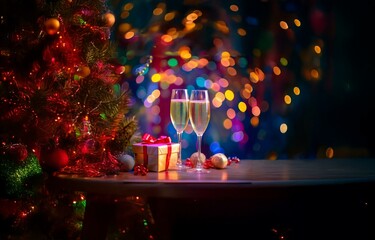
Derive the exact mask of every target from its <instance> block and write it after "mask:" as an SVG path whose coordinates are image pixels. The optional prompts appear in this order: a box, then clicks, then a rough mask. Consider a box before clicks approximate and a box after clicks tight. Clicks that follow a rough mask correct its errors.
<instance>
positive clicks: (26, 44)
mask: <svg viewBox="0 0 375 240" xmlns="http://www.w3.org/2000/svg"><path fill="white" fill-rule="evenodd" d="M16 4H22V7H21V8H17V6H16ZM16 4H15V5H12V4H10V6H8V8H9V10H12V11H17V10H18V11H20V13H19V14H16V16H21V17H19V18H17V19H16V18H13V17H12V16H13V15H11V14H13V13H14V12H11V11H9V12H10V13H8V14H9V16H8V15H7V14H6V15H5V18H4V21H7V24H2V28H4V29H2V34H4V36H2V37H5V38H6V39H7V41H6V43H4V42H2V45H3V46H2V49H1V51H2V54H1V81H0V96H1V98H0V126H1V127H0V140H1V142H2V147H3V150H4V151H3V155H4V158H10V155H11V154H10V152H16V153H17V154H18V155H20V152H21V151H23V152H25V150H26V151H27V153H28V154H35V155H36V157H38V158H39V160H40V162H41V164H42V167H44V165H45V166H46V167H47V168H50V169H53V170H56V169H57V170H59V169H61V168H62V167H65V166H66V165H69V166H74V168H72V167H71V168H70V171H75V172H82V171H83V173H85V172H87V171H88V170H87V166H88V164H94V163H95V164H100V166H101V168H99V172H98V173H97V174H101V173H104V174H107V173H112V171H117V170H118V168H117V166H116V164H117V163H116V158H115V157H114V156H115V155H117V154H120V153H123V152H124V151H127V149H128V147H129V146H130V145H131V139H132V137H134V136H135V133H136V132H137V121H136V120H135V118H134V117H131V116H128V115H129V109H130V107H131V106H130V97H131V96H130V95H131V93H130V90H129V89H128V88H127V87H126V86H127V85H126V84H123V83H124V81H125V80H124V79H123V78H122V73H123V72H124V66H122V65H121V64H119V63H118V61H117V60H116V51H115V49H116V47H115V46H114V45H115V44H114V43H113V41H111V27H112V26H113V24H114V22H115V16H114V14H113V13H112V12H111V10H110V8H109V6H108V5H107V4H106V2H105V1H103V0H94V1H91V0H83V1H66V0H62V1H49V0H46V1H36V3H29V2H28V1H22V2H18V3H16ZM25 5H29V6H28V7H27V8H26V6H25ZM13 7H14V8H13ZM23 11H24V12H23ZM15 146H16V147H15ZM10 149H11V150H10ZM51 154H54V155H53V157H51V156H52V155H51ZM15 158H16V160H19V159H20V157H19V156H16V157H15ZM67 159H68V160H67ZM82 160H84V163H83V164H82ZM51 161H53V162H51ZM78 162H79V163H80V164H81V165H80V167H78ZM97 167H98V166H95V168H96V169H98V168H97ZM83 168H85V169H86V170H83Z"/></svg>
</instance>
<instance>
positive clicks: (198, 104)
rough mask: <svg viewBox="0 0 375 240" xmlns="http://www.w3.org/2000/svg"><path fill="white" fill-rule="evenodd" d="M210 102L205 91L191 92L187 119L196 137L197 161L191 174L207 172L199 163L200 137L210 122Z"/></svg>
mask: <svg viewBox="0 0 375 240" xmlns="http://www.w3.org/2000/svg"><path fill="white" fill-rule="evenodd" d="M210 116H211V112H210V100H209V97H208V91H207V90H192V91H191V95H190V101H189V118H190V123H191V126H192V127H193V130H194V132H195V134H196V135H197V144H198V160H197V163H196V164H195V167H194V168H193V169H192V171H193V172H197V173H208V172H209V170H207V169H204V168H203V164H202V161H201V146H202V135H203V133H204V132H205V131H206V129H207V126H208V123H209V121H210Z"/></svg>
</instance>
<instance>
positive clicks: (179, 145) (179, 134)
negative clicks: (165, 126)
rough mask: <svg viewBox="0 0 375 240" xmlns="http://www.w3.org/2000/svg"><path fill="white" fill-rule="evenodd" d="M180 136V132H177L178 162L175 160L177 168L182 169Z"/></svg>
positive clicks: (181, 149) (180, 132) (181, 156)
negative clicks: (179, 168)
mask: <svg viewBox="0 0 375 240" xmlns="http://www.w3.org/2000/svg"><path fill="white" fill-rule="evenodd" d="M181 135H182V133H181V132H177V136H178V144H179V148H180V149H179V153H178V160H177V167H182V154H181V150H182V146H181Z"/></svg>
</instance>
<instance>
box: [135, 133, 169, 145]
mask: <svg viewBox="0 0 375 240" xmlns="http://www.w3.org/2000/svg"><path fill="white" fill-rule="evenodd" d="M171 142H172V139H171V138H170V137H168V136H161V137H159V138H155V137H153V136H151V135H150V134H148V133H145V134H143V136H142V143H144V144H156V143H171Z"/></svg>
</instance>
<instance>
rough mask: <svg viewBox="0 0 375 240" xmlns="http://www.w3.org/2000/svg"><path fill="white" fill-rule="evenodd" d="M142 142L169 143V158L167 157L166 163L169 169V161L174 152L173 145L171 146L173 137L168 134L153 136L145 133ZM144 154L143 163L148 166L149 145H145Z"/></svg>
mask: <svg viewBox="0 0 375 240" xmlns="http://www.w3.org/2000/svg"><path fill="white" fill-rule="evenodd" d="M142 143H143V144H160V143H164V144H166V145H167V147H168V153H167V159H166V163H165V170H168V168H169V161H170V158H171V154H172V146H171V143H172V139H171V138H170V137H168V136H161V137H159V138H155V137H153V136H151V135H150V134H148V133H145V134H143V136H142ZM143 156H144V157H145V158H144V159H143V164H144V165H145V166H147V164H148V155H147V146H143Z"/></svg>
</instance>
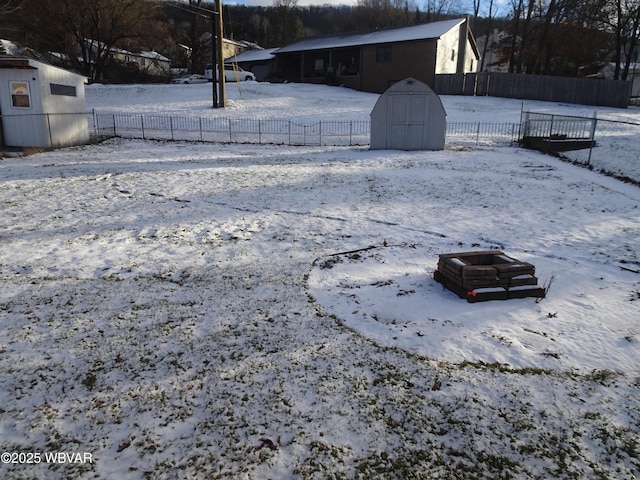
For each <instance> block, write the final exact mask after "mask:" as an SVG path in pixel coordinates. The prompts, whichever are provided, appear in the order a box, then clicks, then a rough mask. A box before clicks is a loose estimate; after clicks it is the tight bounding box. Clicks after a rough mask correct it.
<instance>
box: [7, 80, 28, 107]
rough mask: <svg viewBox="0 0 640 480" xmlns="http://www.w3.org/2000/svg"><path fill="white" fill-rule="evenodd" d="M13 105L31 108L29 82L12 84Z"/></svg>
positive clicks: (11, 86)
mask: <svg viewBox="0 0 640 480" xmlns="http://www.w3.org/2000/svg"><path fill="white" fill-rule="evenodd" d="M11 104H12V105H13V106H14V107H18V108H31V96H30V95H29V83H28V82H11Z"/></svg>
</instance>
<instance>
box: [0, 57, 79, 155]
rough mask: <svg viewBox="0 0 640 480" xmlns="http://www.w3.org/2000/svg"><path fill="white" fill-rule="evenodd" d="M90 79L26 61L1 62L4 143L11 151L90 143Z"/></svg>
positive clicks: (78, 144) (17, 59) (2, 131)
mask: <svg viewBox="0 0 640 480" xmlns="http://www.w3.org/2000/svg"><path fill="white" fill-rule="evenodd" d="M85 81H86V78H85V77H83V76H81V75H77V74H75V73H72V72H69V71H67V70H63V69H61V68H58V67H53V66H51V65H47V64H45V63H42V62H38V61H37V60H33V59H30V58H27V57H14V56H0V116H1V118H2V122H1V123H0V139H1V140H2V142H1V143H2V144H4V145H5V146H10V147H44V148H56V147H67V146H71V145H83V144H86V143H88V142H89V124H88V121H87V114H86V102H85V96H84V95H85V94H84V84H85Z"/></svg>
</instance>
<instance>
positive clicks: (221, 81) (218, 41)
mask: <svg viewBox="0 0 640 480" xmlns="http://www.w3.org/2000/svg"><path fill="white" fill-rule="evenodd" d="M215 1H216V10H217V11H214V10H209V9H207V8H202V7H197V6H195V5H180V4H176V3H169V2H167V5H169V6H170V7H173V8H176V9H178V10H182V11H184V12H189V13H191V14H193V15H195V16H198V17H204V18H206V19H207V20H208V19H209V18H210V19H211V67H212V74H211V76H212V79H211V86H212V92H211V93H212V97H213V108H225V107H226V106H227V94H226V91H225V81H224V80H225V79H224V53H223V50H222V45H223V38H222V37H223V34H224V33H223V28H222V0H215ZM216 16H217V18H216ZM216 70H217V71H218V72H219V73H218V78H217V81H216V73H215V72H216Z"/></svg>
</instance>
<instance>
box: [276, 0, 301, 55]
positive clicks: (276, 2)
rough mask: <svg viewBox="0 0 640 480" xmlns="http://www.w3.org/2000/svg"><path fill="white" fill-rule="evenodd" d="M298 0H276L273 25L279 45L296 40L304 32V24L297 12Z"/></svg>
mask: <svg viewBox="0 0 640 480" xmlns="http://www.w3.org/2000/svg"><path fill="white" fill-rule="evenodd" d="M297 8H298V0H274V1H273V9H274V12H273V13H274V17H273V20H272V22H271V23H272V25H273V27H274V31H275V33H276V35H277V37H278V41H277V43H278V44H279V45H286V44H287V43H291V42H294V41H296V40H297V39H298V38H300V37H302V36H303V34H304V25H303V24H302V22H301V21H300V18H299V17H298V15H297V14H296V9H297Z"/></svg>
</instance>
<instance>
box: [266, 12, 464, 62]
mask: <svg viewBox="0 0 640 480" xmlns="http://www.w3.org/2000/svg"><path fill="white" fill-rule="evenodd" d="M464 21H465V19H464V18H456V19H453V20H443V21H441V22H431V23H423V24H420V25H411V26H408V27H396V28H390V29H384V30H373V31H369V32H351V33H340V34H332V35H321V36H317V37H309V38H305V39H302V40H300V41H298V42H295V43H292V44H291V45H287V46H284V47H282V48H280V49H278V50H276V52H275V53H276V54H279V53H290V52H302V51H309V50H326V49H330V48H343V47H355V46H360V45H374V44H380V43H395V42H406V41H411V40H422V39H431V38H440V37H441V36H442V35H444V34H445V33H447V32H448V31H449V30H451V29H452V28H454V27H456V26H458V25H460V24H461V23H463V22H464Z"/></svg>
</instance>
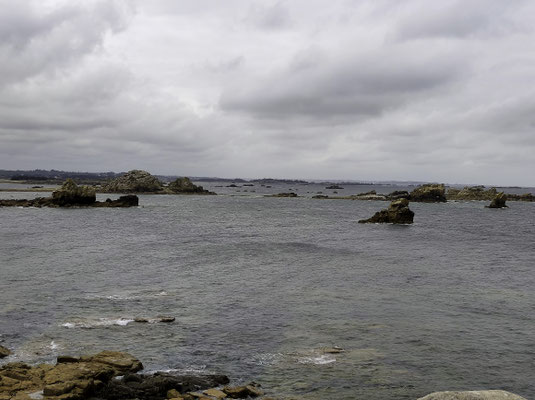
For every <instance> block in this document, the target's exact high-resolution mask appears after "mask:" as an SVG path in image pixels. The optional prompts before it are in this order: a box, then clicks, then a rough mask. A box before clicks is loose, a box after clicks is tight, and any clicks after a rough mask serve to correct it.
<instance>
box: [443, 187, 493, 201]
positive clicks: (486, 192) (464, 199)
mask: <svg viewBox="0 0 535 400" xmlns="http://www.w3.org/2000/svg"><path fill="white" fill-rule="evenodd" d="M497 194H498V192H497V191H496V188H490V189H488V190H485V187H484V186H465V187H464V188H463V189H461V190H459V189H455V188H449V189H448V193H447V195H446V197H447V199H448V200H492V199H493V198H494V197H495V196H496V195H497Z"/></svg>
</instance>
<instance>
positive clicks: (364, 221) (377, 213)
mask: <svg viewBox="0 0 535 400" xmlns="http://www.w3.org/2000/svg"><path fill="white" fill-rule="evenodd" d="M413 219H414V212H412V211H411V210H410V209H409V201H408V200H407V199H399V200H394V201H393V202H392V203H390V206H389V207H388V209H387V210H381V211H379V212H376V213H375V215H373V217H371V218H368V219H361V220H360V221H359V224H367V223H391V224H412V222H413Z"/></svg>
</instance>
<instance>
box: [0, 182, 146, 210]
mask: <svg viewBox="0 0 535 400" xmlns="http://www.w3.org/2000/svg"><path fill="white" fill-rule="evenodd" d="M138 205H139V198H138V197H137V196H135V195H126V196H121V197H119V198H118V199H117V200H111V199H106V201H96V196H95V189H94V188H92V187H89V186H78V185H76V183H74V181H73V180H72V179H67V180H66V181H65V183H64V184H63V186H62V187H61V188H60V189H58V190H56V191H54V192H53V193H52V197H37V198H36V199H30V200H27V199H20V200H0V207H39V208H40V207H137V206H138Z"/></svg>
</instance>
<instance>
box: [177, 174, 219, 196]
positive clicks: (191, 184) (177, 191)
mask: <svg viewBox="0 0 535 400" xmlns="http://www.w3.org/2000/svg"><path fill="white" fill-rule="evenodd" d="M167 191H169V192H171V193H175V194H215V193H214V192H210V191H208V190H205V189H204V188H203V187H202V186H197V185H195V184H194V183H193V182H192V181H191V180H190V179H189V178H187V177H183V178H178V179H176V180H174V181H173V182H171V183H170V184H169V186H167Z"/></svg>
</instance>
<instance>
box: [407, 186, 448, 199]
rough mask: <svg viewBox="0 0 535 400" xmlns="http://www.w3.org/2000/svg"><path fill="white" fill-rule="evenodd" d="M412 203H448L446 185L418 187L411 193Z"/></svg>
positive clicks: (414, 189) (410, 198)
mask: <svg viewBox="0 0 535 400" xmlns="http://www.w3.org/2000/svg"><path fill="white" fill-rule="evenodd" d="M410 201H417V202H423V203H440V202H445V201H446V188H445V186H444V184H437V183H428V184H425V185H421V186H418V187H417V188H415V189H414V190H413V191H412V192H411V193H410Z"/></svg>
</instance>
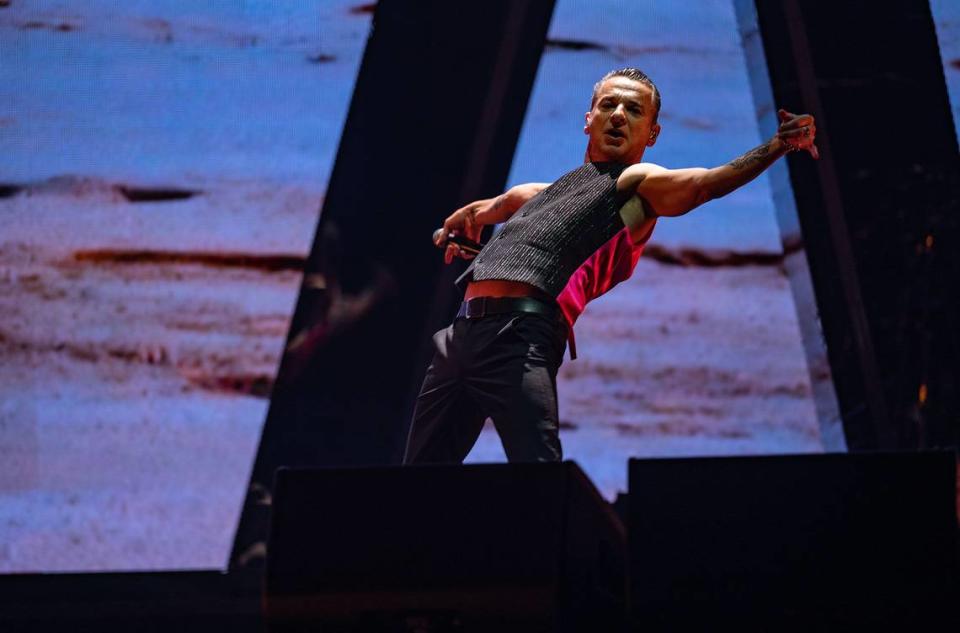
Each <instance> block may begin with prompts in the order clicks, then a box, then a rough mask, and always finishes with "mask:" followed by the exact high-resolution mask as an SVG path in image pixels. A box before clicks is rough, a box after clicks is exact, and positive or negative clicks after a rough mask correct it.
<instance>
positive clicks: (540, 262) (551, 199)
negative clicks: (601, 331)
mask: <svg viewBox="0 0 960 633" xmlns="http://www.w3.org/2000/svg"><path fill="white" fill-rule="evenodd" d="M626 168H627V165H624V164H621V163H585V164H584V165H583V166H581V167H578V168H577V169H575V170H573V171H571V172H569V173H567V174H565V175H564V176H562V177H561V178H560V179H559V180H557V181H556V182H555V183H553V184H552V185H550V186H549V187H547V188H546V189H544V190H543V191H541V192H540V193H539V194H538V195H537V196H535V197H534V198H532V199H531V200H530V201H528V202H527V203H526V204H525V205H523V206H522V207H520V208H519V209H518V210H517V212H516V213H514V214H513V217H511V218H510V219H509V220H508V221H507V222H506V223H504V225H503V227H502V228H501V230H500V231H499V232H498V233H497V235H496V236H495V237H494V238H493V239H492V240H490V242H489V243H487V245H486V246H484V248H483V250H481V251H480V254H479V255H477V257H476V258H475V259H474V260H473V261H472V262H471V263H470V266H469V267H468V268H467V270H466V272H464V273H463V274H462V275H461V276H460V278H459V279H457V285H458V286H461V287H465V286H466V284H467V283H468V282H470V281H484V280H487V279H503V280H507V281H522V282H525V283H528V284H530V285H532V286H534V287H536V288H538V289H540V290H542V291H543V292H544V293H546V294H547V295H549V296H551V297H556V296H557V295H559V294H560V292H561V291H562V290H563V288H564V286H565V285H566V283H567V281H568V280H569V279H570V276H571V275H572V274H573V273H574V271H576V270H577V268H578V267H579V266H580V265H581V264H582V263H583V262H585V261H586V260H587V258H588V257H590V256H591V255H592V254H593V253H594V252H596V251H597V250H598V249H599V248H600V247H602V246H603V245H604V244H606V243H607V242H608V241H609V240H610V238H612V237H613V236H614V235H616V234H617V232H618V231H620V230H621V229H623V227H624V224H623V220H622V219H621V218H620V207H622V206H623V204H624V203H625V202H626V201H627V200H628V199H629V198H630V197H631V196H632V193H631V192H624V193H619V192H617V178H618V177H619V176H620V174H621V173H622V172H623V170H624V169H626Z"/></svg>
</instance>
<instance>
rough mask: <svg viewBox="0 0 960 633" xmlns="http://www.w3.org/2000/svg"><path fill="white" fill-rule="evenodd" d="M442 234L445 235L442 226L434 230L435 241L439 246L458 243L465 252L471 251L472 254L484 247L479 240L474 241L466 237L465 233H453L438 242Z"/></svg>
mask: <svg viewBox="0 0 960 633" xmlns="http://www.w3.org/2000/svg"><path fill="white" fill-rule="evenodd" d="M442 235H443V229H442V228H440V229H437V230H436V231H434V232H433V243H434V244H436V245H437V248H446V247H447V244H456V245H457V246H459V247H460V249H461V250H462V251H464V252H465V253H470V254H472V255H476V254H477V253H479V252H480V250H481V249H482V248H483V244H478V243H477V242H474V241H473V240H471V239H470V238H469V237H464V236H463V235H456V234H453V233H451V234H449V235H447V239H445V240H443V241H442V242H440V243H439V244H437V240H439V239H440V237H441V236H442Z"/></svg>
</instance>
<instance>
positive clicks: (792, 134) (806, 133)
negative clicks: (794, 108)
mask: <svg viewBox="0 0 960 633" xmlns="http://www.w3.org/2000/svg"><path fill="white" fill-rule="evenodd" d="M777 118H778V119H780V127H779V128H777V134H776V138H778V139H780V141H781V142H782V143H783V144H784V145H786V147H787V148H788V150H789V151H797V150H806V151H808V152H810V155H811V156H813V157H814V158H820V152H819V151H817V146H816V145H814V139H815V138H816V136H817V124H816V122H814V120H813V117H812V116H811V115H809V114H793V113H792V112H787V111H786V110H784V109H783V108H780V109H779V110H777Z"/></svg>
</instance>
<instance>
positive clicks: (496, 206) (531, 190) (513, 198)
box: [437, 182, 550, 264]
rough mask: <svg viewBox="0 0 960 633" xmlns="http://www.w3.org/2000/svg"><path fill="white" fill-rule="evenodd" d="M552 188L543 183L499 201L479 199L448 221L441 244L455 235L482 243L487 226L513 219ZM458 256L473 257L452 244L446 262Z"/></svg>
mask: <svg viewBox="0 0 960 633" xmlns="http://www.w3.org/2000/svg"><path fill="white" fill-rule="evenodd" d="M549 186H550V184H549V183H540V182H531V183H526V184H523V185H517V186H515V187H511V188H510V189H508V190H507V191H505V192H504V193H502V194H500V195H499V196H497V197H495V198H488V199H486V200H475V201H474V202H471V203H470V204H468V205H465V206H463V207H460V208H459V209H457V210H456V211H454V212H453V213H452V214H450V216H449V217H448V218H447V219H446V220H444V222H443V232H442V233H441V234H440V236H439V238H438V242H437V243H438V244H442V243H443V242H445V241H446V240H447V236H448V235H450V234H451V233H453V234H457V235H464V236H466V237H468V238H470V239H471V240H473V241H474V242H476V241H478V240H479V239H480V231H481V230H482V229H483V227H484V226H486V225H488V224H500V223H501V222H506V221H507V220H509V219H510V218H511V217H513V214H514V213H516V212H517V209H519V208H520V207H522V206H523V205H524V204H526V203H527V202H528V201H529V200H530V199H531V198H533V197H534V196H535V195H537V194H538V193H540V192H541V191H543V190H544V189H546V188H547V187H549ZM454 257H463V258H465V259H470V258H471V256H470V255H467V254H465V253H463V252H462V251H461V250H460V248H459V247H458V246H457V245H456V244H448V245H447V252H446V253H445V254H444V260H445V261H446V262H447V263H448V264H449V263H450V262H451V261H453V258H454Z"/></svg>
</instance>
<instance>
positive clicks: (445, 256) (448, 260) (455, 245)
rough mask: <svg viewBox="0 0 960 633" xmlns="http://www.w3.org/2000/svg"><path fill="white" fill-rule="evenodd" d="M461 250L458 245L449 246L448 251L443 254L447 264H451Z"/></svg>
mask: <svg viewBox="0 0 960 633" xmlns="http://www.w3.org/2000/svg"><path fill="white" fill-rule="evenodd" d="M459 251H460V249H459V248H458V247H457V245H456V244H447V250H445V251H444V252H443V261H444V263H446V264H449V263H450V262H452V261H453V258H454V257H456V256H457V254H458V252H459Z"/></svg>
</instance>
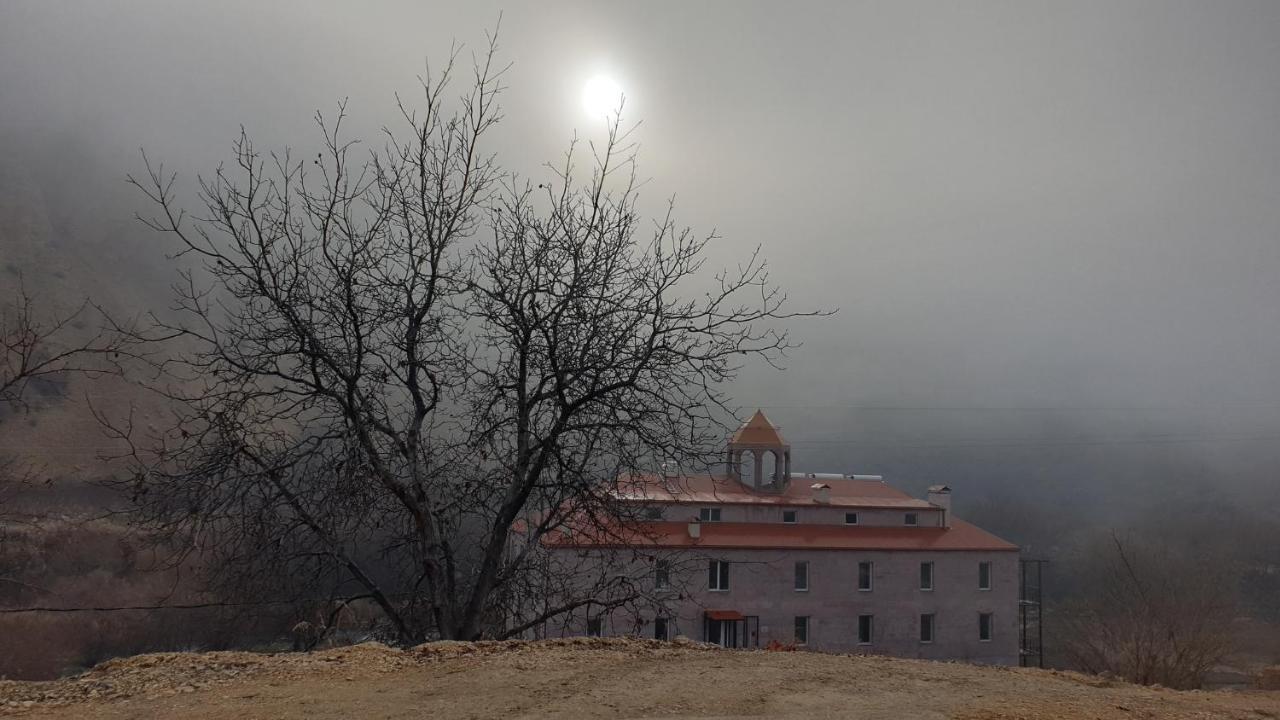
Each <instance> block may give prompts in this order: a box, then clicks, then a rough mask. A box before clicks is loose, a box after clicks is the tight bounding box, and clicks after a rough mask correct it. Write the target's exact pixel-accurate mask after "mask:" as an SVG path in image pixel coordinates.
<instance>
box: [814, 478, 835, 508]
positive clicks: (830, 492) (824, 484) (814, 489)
mask: <svg viewBox="0 0 1280 720" xmlns="http://www.w3.org/2000/svg"><path fill="white" fill-rule="evenodd" d="M809 489H812V491H813V501H814V502H820V503H823V505H827V503H829V502H831V486H828V484H827V483H814V484H812V486H809Z"/></svg>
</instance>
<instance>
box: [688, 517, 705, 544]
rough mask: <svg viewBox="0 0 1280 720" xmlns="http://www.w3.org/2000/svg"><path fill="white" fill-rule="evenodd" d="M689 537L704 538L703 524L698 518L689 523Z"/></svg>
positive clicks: (691, 519) (696, 518)
mask: <svg viewBox="0 0 1280 720" xmlns="http://www.w3.org/2000/svg"><path fill="white" fill-rule="evenodd" d="M689 537H691V538H694V539H698V538H700V537H703V524H701V521H700V520H699V519H698V518H694V519H691V520H690V521H689Z"/></svg>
★ ★ ★ ★
WORK REQUIRED: Check each line of the entries for the string "high". Copy the lines that have it.

EXERCISE ANSWER:
For every <instance> block in this document, the target's exact high-resolution mask appears after "mask:" as an SVG path in image pixels. The optional prompts before it are in this order: a box, then clicks, then a rough mask. A box before clicks is loose, a box after clicks is tight, and any clicks after a rough mask serve to correct it.
Each <instance> block may begin with prompts in the order clicks, then a box, then a rough mask, and always finishes with "mask:" followed by the exact high-resolution mask as an SVG path in image pixels. A box before clicks is rough, a box after clicks is exact, and positive or negative clicks after a rough mask correct it.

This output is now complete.